» **Objective**
Convert the lines of every item below into a JSON list of strings, with one string per line and blank lines omitted.

» **Source records**

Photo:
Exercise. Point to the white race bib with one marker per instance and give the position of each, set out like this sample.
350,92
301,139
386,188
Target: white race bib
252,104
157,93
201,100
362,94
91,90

» **Solution below**
[
  "Photo:",
  "Exercise. Point to the white race bib with one marker per instance and give the position of each, set out like this sample.",
  "350,92",
  "301,139",
  "386,188",
  "Target: white race bib",
  "252,104",
  "157,93",
  "201,100",
  "362,94",
  "91,90"
]